--- BEGIN DATASET CONTENT ---

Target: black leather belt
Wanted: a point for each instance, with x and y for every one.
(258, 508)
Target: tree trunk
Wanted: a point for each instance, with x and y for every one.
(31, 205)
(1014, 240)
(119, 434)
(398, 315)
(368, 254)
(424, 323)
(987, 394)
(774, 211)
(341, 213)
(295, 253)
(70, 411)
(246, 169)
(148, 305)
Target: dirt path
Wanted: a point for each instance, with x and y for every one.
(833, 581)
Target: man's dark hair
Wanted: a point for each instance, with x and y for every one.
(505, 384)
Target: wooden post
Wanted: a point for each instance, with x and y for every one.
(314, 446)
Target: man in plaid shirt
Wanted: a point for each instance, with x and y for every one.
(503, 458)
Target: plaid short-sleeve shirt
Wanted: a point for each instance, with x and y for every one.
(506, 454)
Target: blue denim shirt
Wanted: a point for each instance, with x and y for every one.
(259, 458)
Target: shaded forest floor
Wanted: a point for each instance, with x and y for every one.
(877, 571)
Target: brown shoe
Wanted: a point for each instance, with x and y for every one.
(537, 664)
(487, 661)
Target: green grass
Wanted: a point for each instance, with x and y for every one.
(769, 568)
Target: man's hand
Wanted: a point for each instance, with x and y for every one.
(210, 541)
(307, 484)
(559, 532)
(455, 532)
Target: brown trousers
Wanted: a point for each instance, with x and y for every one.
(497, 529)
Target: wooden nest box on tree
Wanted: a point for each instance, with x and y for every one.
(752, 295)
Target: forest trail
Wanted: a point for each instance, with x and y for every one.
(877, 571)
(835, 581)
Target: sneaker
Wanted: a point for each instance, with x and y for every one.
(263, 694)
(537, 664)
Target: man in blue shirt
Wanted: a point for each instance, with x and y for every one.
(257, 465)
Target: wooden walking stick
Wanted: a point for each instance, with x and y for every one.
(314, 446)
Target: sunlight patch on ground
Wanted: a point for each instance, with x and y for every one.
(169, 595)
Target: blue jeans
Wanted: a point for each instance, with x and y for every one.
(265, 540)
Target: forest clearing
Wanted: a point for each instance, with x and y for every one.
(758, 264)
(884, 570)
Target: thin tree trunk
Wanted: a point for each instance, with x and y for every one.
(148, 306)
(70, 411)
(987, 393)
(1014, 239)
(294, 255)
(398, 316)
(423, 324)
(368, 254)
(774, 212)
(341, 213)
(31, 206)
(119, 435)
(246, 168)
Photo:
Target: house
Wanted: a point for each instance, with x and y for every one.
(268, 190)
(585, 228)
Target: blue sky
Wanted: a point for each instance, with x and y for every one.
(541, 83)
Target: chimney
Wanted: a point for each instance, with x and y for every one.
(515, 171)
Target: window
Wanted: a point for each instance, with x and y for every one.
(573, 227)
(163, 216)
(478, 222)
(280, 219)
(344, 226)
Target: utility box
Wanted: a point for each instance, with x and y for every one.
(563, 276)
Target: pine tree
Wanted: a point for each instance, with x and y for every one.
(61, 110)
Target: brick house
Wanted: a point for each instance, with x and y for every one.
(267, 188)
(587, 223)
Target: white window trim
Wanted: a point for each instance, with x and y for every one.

--- END DATASET CONTENT ---

**THE REQUEST**
Starting from the line containing "Target: brown trousers", repeat each line through the end of the entries, exactly.

**REPLY**
Target: brown trousers
Wanted: a point for each instance, with x and y for every one.
(497, 529)
Target: wooden nest box on tree
Wanted: a point for each instance, with x and y for every one.
(752, 295)
Target: forest trail
Wanted: a point for each instance, with x and y for every one.
(877, 571)
(835, 581)
Target: sneaker
Wanted: a point for each instance, with x and y for every one.
(263, 694)
(537, 664)
Target: man in blue shirt
Wanted: a point for each instance, with x and y for every one.
(257, 465)
Target: wooden walking stick
Wanted: a point for each instance, with x and y for every one.
(314, 446)
Target: sunlight patch on ground
Wanted: a point for each instance, with x and y for every one.
(169, 595)
Target: blue jeans
Wanted: a point for each instance, with x and y for every one.
(265, 540)
Target: forest clearing
Wanted: a point for each instance, with x and y for every one.
(758, 264)
(884, 570)
Target: thin tree trunk
Wanted: a point for each instance, with x and y for every one.
(148, 306)
(70, 411)
(987, 393)
(1014, 239)
(294, 255)
(398, 316)
(423, 324)
(368, 254)
(774, 212)
(341, 213)
(31, 206)
(119, 435)
(246, 168)
Photo:
Target: house
Wanted: a point for each instance, with x and y for every one.
(268, 190)
(585, 228)
Target: blue sky
Wanted: a point for each instance, with x and y for every one.
(541, 83)
Target: chimney
Wanted: a point for each instance, with x and y for every one.
(515, 171)
Target: window
Wanted: a point for each instance, with x and y for every one.
(573, 227)
(163, 216)
(478, 222)
(280, 219)
(344, 226)
Target: utility box
Wanted: a point for each instance, with x and y for every one.
(563, 276)
Target: pine tree
Wanted: a point for each instance, with x and y for every one.
(61, 110)
Target: brick house
Wanted: a point for each instance, with x and y for every one.
(267, 188)
(587, 223)
Target: white window trim
Wanted: a point for each instance, with x and y for every one.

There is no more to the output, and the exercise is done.